ESI-MS: mass analysis was performed by subjecting a sample dissolved in acetonitrile to measurement with a mass spectrometer (LCMS-2020 manufactured by Shimadzu Corporation) by use of acetonitrile and water in a mobile phase.
Abbreviations used in Examples and Comparative Examples are as follows.
[Epoxy Resin]
[Curing Agent]
[Curing Accelerator]
C1: 2E4MZ: 2-ethyl-4-methylimidazole (Curezol 2E4MZ manufactured by Shikoku Chemicals Corporation)
A reaction apparatus including a separable flask made of glass, equipped with a stirrer, a thermometer, a nitrogen blowing tube, a dropping funnel and a cooling tube was loaded with 500 parts of 2,6-xylenol and 7.3 parts of a 47% BF3 ether complex, and the resulting mixture was warmed to 100° C. with stirring. While this temperature was kept, 67.6 parts of dicyclopentadiene (0.12-fold moles relative to 2,6-xylenol) was dropped for 1 hour. Furthermore, the reaction was made at a temperature of 115 to 125° C. for 4 hours, and 11 parts of calcium hydroxide was added. Furthermore, 19 parts of an aqueous 10% oxalic acid solution was added. Thereafter, the resultant was warmed to 160° C. for dehydration, and thereafter warmed to 200° C. under a reduced pressure of 5 mmHg, to thereby evaporate and remove the unreacted raw material. A product was dissolved by addition of 1320 parts of MIBK, and washed with water by addition of 400 parts of warm water at 80° C., and an aqueous layer as the lower layer was separated and removed. Thereafter, MIBK was evaporated and removed by warming to 160° C. under a reduced pressure of 5 mmHg, and thus 164 parts of red-brown phenol resin (PH1) was obtained. The hydroxyl group equivalent was 195 and the softening point was 73° C. In GPC, the Mw was 470, the Mn was 440, the content of an m=0 form was 2.8% by area, the content of an m=1 form was 86.2% by area, and the content of an m≥2 form was 11.0% by area. The melt viscosity at 150° C. was 0.05 Pa·s.
The same reaction apparatus as in Synthesis Example 1 was loaded with 361 parts of ortho-cresol and 5.9 parts of a 47% BF3 ether complex, and the resulting mixture was warmed to 100° C. with stirring. While this temperature was kept, 55.2 parts of dicyclopentadiene (0.13-fold moles relative to ortho-cresol) was dropped for 1 hour. Furthermore, the reaction was made at a temperature of 115 to 125° C. for 4 hours, and 9 parts of calcium hydroxide was added. Furthermore, 16 parts of an aqueous 10% oxalic acid solution was added. Thereafter, the resultant was warmed to 160° C. for dehydration, and thereafter warmed to 200° C. under a reduced pressure of 5 mmHg, to thereby evaporate and remove the unreacted raw material. A product was dissolved by addition of 970 parts of MIBK, and washed with water by addition of 290 parts of warm water at 80° C., and an aqueous layer as the lower layer was separated and removed. Thereafter, MIBK was evaporated and removed by warming to 160° C. under a reduced pressure of 5 mmHg, and thus 137 parts of red-brown phenol resin (PH2) was obtained. The hydroxyl group equivalent was 184 and the softening point was 78° C. In GPC, the Mw was 460, the Mn was 410, the content of an m=0 form was 0.8% by area, the content of an m=1 form was 75.5% by area, and the content of an m≥2 form was 23.7% by area. The melt viscosity at 150° C. was 0.07 Pa·s.

**GIVEN DATA:**

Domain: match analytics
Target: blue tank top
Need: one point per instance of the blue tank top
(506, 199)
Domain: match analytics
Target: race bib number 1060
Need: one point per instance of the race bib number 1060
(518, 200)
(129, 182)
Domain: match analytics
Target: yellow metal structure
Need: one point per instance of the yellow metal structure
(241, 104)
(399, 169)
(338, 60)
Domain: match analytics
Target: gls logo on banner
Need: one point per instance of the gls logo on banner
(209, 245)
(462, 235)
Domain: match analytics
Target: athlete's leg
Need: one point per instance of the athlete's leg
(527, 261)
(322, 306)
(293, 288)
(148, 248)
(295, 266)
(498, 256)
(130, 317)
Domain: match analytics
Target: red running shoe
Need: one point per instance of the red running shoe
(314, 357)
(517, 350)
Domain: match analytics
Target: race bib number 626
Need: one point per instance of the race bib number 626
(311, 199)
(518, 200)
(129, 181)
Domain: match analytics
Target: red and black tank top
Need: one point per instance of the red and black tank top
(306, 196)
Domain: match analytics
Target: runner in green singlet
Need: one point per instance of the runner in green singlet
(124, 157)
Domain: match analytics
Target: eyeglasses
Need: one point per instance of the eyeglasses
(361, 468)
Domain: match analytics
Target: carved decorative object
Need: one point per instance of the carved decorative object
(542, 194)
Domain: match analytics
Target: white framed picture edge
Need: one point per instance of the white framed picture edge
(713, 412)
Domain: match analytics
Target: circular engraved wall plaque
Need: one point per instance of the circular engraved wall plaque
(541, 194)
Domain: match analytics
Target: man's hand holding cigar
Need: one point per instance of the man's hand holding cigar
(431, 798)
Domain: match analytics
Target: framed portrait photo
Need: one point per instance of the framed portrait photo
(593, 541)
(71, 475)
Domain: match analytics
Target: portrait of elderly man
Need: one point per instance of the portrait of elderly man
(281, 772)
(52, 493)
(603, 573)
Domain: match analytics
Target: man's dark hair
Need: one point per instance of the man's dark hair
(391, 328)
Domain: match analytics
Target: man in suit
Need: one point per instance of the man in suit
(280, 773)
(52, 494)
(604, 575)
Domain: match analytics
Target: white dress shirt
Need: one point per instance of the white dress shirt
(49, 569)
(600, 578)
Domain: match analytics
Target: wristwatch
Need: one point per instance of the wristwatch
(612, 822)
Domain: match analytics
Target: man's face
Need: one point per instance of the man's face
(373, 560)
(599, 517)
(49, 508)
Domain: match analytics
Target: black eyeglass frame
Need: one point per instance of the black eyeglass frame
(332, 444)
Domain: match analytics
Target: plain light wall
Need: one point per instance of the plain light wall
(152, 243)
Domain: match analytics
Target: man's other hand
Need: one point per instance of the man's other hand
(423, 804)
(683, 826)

**GIVEN INSTRUCTION A:** Identify every line of the records that contains the string "circular", copying each such line in full. Treat uppercase and lowercase letters as distinct.
**GIVEN INSTRUCTION B:** Continue the excerpt on phenol resin synthesis, starting after its final sentence.

**EXPECTED OUTPUT A:**
Target: circular engraved wall plaque
Need: one point per instance of the circular engraved wall plaque

**EXPECTED OUTPUT B:**
The same reaction apparatus as in Synthesis Example 1 was loaded with 105 parts of a phenol novolac resin (hydroxyl group equivalent 105, softening point 130° C.) and 0.1 parts of p-toluenesulfonic acid, and the temperature was raised to 150° C. While this temperature was maintained, 94 parts of styrene was dropped for 3 hours, and furthermore stirring was continued at this temperature for 1 hour. Thereafter, the resultant was dissolved in 500 parts of MIBK, and washed with water at 80° C. five times. Subsequently, MIBK was distilled off under reduced pressure, and thus aromatic modified phenol novolac resin (PH3) was obtained. The hydroxyl group equivalent was 199 and the softening point was 110° C. The melt viscosity at 150° C. was 0.18 Pa·s.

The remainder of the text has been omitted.